This file is created during training session. If it is empty - training session ended with error.
Hi @KonstantinKorotaev thank you for your answer. So is this bug? Because it seems like the file is required but at the same time, some of us don't want to train. How can I prevent it from happening?
@KonstantinKorotaev I don't have training turned on so def _get_result_from_job_id(self, job_id): should handle a case where training is not on and do not throw exception?
A simple change in the code solves the problem of exception:
def _get_result_from_job_id(self, job_id):
"""
Return job result or {}
@param job_id: Job id (also known as model version)
@return: dict
"""
job_dir = self._job_dir(job_id)
if not os.path.exists(job_dir):
logger.warning(f"=> Warning: {job_id} dir doesn't exist. "
f"It seems that you don't have specified model dir.")
return None
result_file = os.path.join(job_dir, self.JOB_RESULT)
if not os.path.exists(result_file):
logger.warning(f"=> Warning: {job_id} dir doesn't contain result file. "
f"It seems that previous training session ended with error.")
return {} <---- A simple change here from None to empty json solves the issue.
logger.debug(f'Read result from {result_file}')
with open(result_file) as f:
result = json.load(f)

**Problems to solve**
- A) Retype the forum thread about the missing training result file, everything from "job_dir = self._job_dir(job_id)" down to "result = json.load(f)".
- B) List every logger call in the code of the forum thread about the missing training result file, giving the method used and the message it logs.
- C) Write what comes next in the forum thread about the missing training result file, starting after its last line.

**Material**

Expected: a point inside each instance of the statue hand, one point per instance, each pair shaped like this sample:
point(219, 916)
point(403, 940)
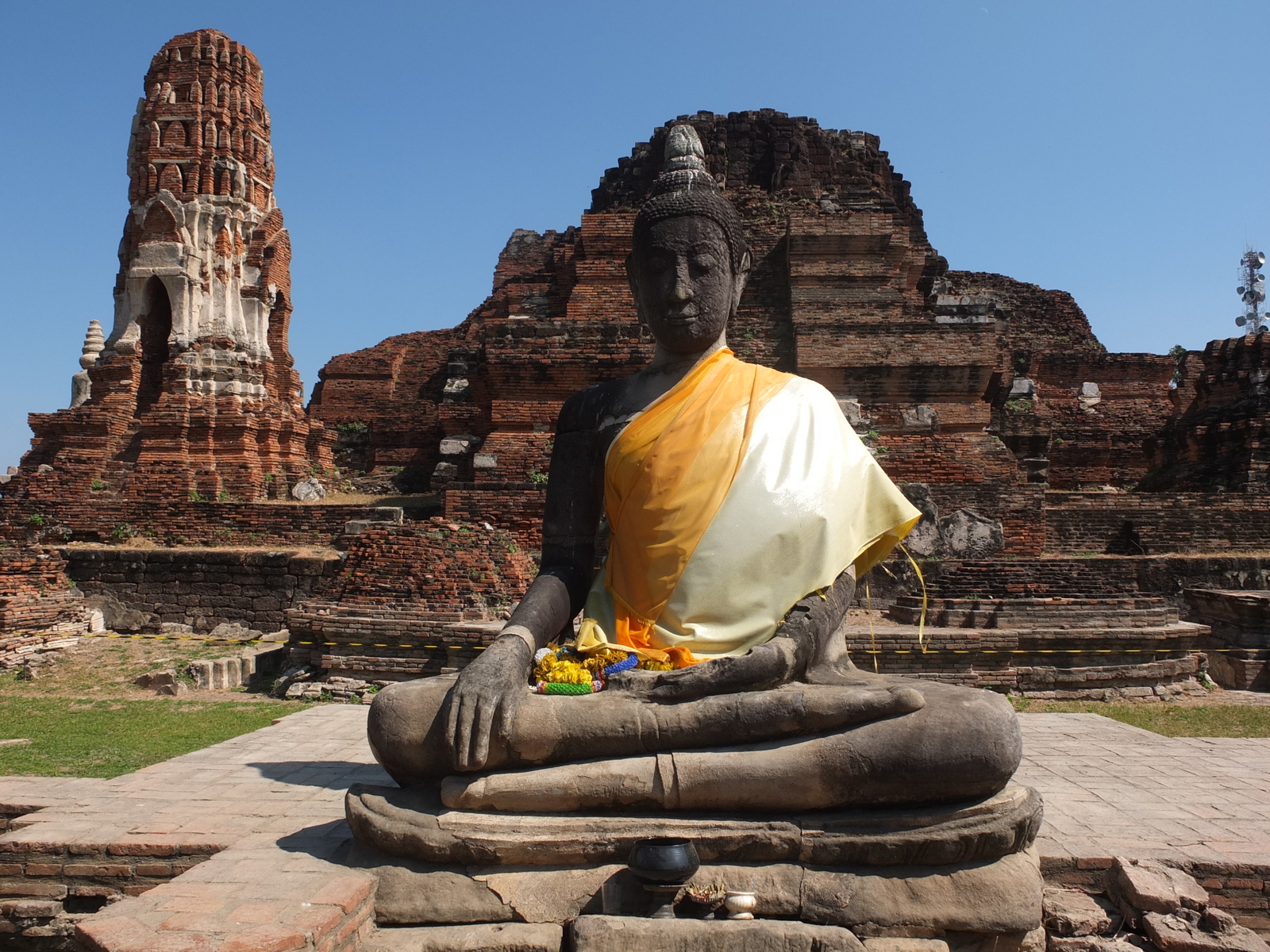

**Final answers**
- A)
job_dir = self._job_dir(job_id)
if not os.path.exists(job_dir):
logger.warning(f"=> Warning: {job_id} dir doesn't exist. "
f"It seems that you don't have specified model dir.")
return None
result_file = os.path.join(job_dir, self.JOB_RESULT)
if not os.path.exists(result_file):
logger.warning(f"=> Warning: {job_id} dir doesn't contain result file. "
f"It seems that previous training session ended with error.")
return {} <---- A simple change here from None to empty json solves the issue.
logger.debug(f'Read result from {result_file}')
with open(result_file) as f:
result = json.load(f)

- B)
- logger.warning: "=> Warning: {job_id} dir doesn't exist. It seems that you don't have specified model dir."
- logger.warning: "=> Warning: {job_id} dir doesn't contain result file. It seems that previous training session ended with error."
- logger.debug: "Read result from {result_file}"

- C)
return result
Hi @TrueWodzu I have added environment variable to integrate your changes in branch. Please check if it's appropriate solution for you.
Hi @KonstantinKorotaev many thanks for the change! While it definitely works for me, I am just wondering is this a correct approach? What I mean by that is, is it really required right now to have fit method defined? Because in LabelStudio project I have training turned off:

So if I have training turned off, then there should be no exception about result_file?
Hi @TrueWodzu
So if I have training turned off, then there should be no exception about result_file?
Yes, but intention for this error is to get message in case of anybody tried to load model that wasn't trained successfully. I will add this flag so anybody can ignore such errors in future.